▶ _PROMPT_: Reproduce the ocean policy executive order text below word for word, in full.

PRESIDENT SIGNS EXECUTIVE ORDER ON OCEAN POLICY -- NO NEW MONEY, BUT IFQS, OFFSHORE AQUACULTURE TO BE PUSHED BY ADMINISTRATION.

On 17 December, U.S. President George W. Bush announced the creation of a Committee on Ocean Policy, "for administrative purposes only," within the White House’s Council on Environmental Quality (CEQ). By law, the President was required to respond by 20 December to the report put forward to him by the U.S. Commission on Ocean Policy (USCOP) in a 400-page document with 212 recommendations. The President’s Ocean Committee, to be led by CEQ Chairman James Connaughton, will be made up of leaders and staff from 18 agencies and departments, including the Environmental Protection Agency (EPA), Interior Department (includes U.S. Fish & Wildlife Service and the Minerals Management Service), the Commerce Department (includes the National Oceanic & Atmospheric Administration and the National Marine Fisheries Service), the Defense Department's Joint Chiefs of Staff, and assistants to the President for National Security Affairs, Homeland Security (includes the U.S. Coast Guard) and economic policy. In the Executive Order, the Committee is to:

  1. coordinate the activities of executive departments and agencies regarding ocean-related matters in an integrated and effective manner to advance the environmental, economic, and security interests of present and future generations of Americans; and
  2. facilitate, as appropriate, coordination and consultation regarding ocean-related matters among Federal, State, tribal, local governments, the private sector, foreign governments, and international organizations."

▶ _DATASET SECTION_:
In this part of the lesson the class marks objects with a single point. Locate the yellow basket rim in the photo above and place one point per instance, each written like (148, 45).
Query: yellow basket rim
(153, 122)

▶ _OUTPUT OF THE TASK_:
PRESIDENT SIGNS EXECUTIVE ORDER ON OCEAN POLICY -- NO NEW MONEY, BUT IFQS, OFFSHORE AQUACULTURE TO BE PUSHED BY ADMINISTRATION.

On 17 December, U.S. President George W. Bush announced the creation of a Committee on Ocean Policy, "for administrative purposes only," within the White House’s Council on Environmental Quality (CEQ). By law, the President was required to respond by 20 December to the report put forward to him by the U.S. Commission on Ocean Policy (USCOP) in a 400-page document with 212 recommendations. The President’s Ocean Committee, to be led by CEQ Chairman James Connaughton, will be made up of leaders and staff from 18 agencies and departments, including the Environmental Protection Agency (EPA), Interior Department (includes U.S. Fish & Wildlife Service and the Minerals Management Service), the Commerce Department (includes the National Oceanic & Atmospheric Administration and the National Marine Fisheries Service), the Defense Department's Joint Chiefs of Staff, and assistants to the President for National Security Affairs, Homeland Security (includes the U.S. Coast Guard) and economic policy. In the Executive Order, the Committee is to:

  1. coordinate the activities of executive departments and agencies regarding ocean-related matters in an integrated and effective manner to advance the environmental, economic, and security interests of present and future generations of Americans; and
  2. facilitate, as appropriate, coordination and consultation regarding ocean-related matters among Federal, State, tribal, local governments, the private sector, foreign governments, and international organizations."